Document extract: Begin

One of these collaborations and I am proud to showcase it here, is my company, International Energy Insurance Plc’s collaboration with the public sector, in this case, the Lagos State Employment Trust Fund (LSETF). Without doubt unemployment breeds poverty, so we partnered with the fund, an agency of government, that was created to provide grants and loans to micro, small and medium scale entrepreneurs, by participating and co-sponsoring the last edition of their summit, the Lagos State Employment Summit 3.0.
We didn’t stop there, we are still collaborating with the agency to select a crop of young people with brimming ideas of business in the small & medium scale category, train them at another partnership we have with the Enterprise Development Center (EDC) of the Lagos Business School (LBS), that would train them on business management and sustainability, by equipping them with sector or industry specific knowledge and information that would enhance their business and ensure it survives! Then they would have access to the loan and of course, their businesses insured by us – to secure and sustain it.

Document extract: End
Dataset content: Begin

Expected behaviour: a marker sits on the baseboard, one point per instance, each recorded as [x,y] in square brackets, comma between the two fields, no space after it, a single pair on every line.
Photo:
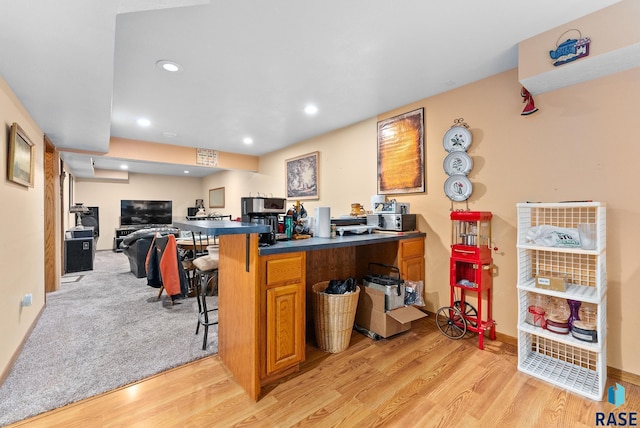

Dataset content: End
Dataset content: Begin

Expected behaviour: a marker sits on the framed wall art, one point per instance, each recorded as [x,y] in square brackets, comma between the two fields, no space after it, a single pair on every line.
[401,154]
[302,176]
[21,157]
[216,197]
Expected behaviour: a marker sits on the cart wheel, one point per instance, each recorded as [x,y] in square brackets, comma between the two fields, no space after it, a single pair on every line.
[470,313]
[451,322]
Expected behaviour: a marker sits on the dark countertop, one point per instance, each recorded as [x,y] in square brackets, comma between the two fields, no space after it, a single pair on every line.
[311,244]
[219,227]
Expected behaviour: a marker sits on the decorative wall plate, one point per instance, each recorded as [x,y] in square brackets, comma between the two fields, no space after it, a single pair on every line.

Dataset content: End

> [Apply what you read]:
1: List every organization named in the passage about the insurance company's work with the Lagos State Employment Trust Fund.
2: Carry on the passage about the insurance company's work with the Lagos State Employment Trust Fund, starting after its final sentence.

> [Answers below]:
1:
International Energy Insurance Plc
Lagos State Employment Trust Fund (LSETF)
Enterprise Development Center (EDC)
Lagos Business School (LBS)

2:
Case Studies and Real-Life Examples
To illustrate the potential impact of these policy recommendations, let us look at some case studies from other African countries where insurance has successfully contributed to poverty alleviation.
In Ghana, for example, the introduction of the National Health Insurance Scheme (NHIS) has significantly increased access to healthcare for low-income populations. The NHIS provides affordable health insurance coverage to millions of Ghanaians, helping to reduce out-of-pocket healthcare expenses and prevent families from falling into poverty due to medical costs.
We do have the Health Management Organizations (HMO) in Nigeria working on the same structure but how truly effective or accessible has this being in terms of penetration? Organizations have it and we benefit from it, but what about the market women and other artisans? Can they afford it?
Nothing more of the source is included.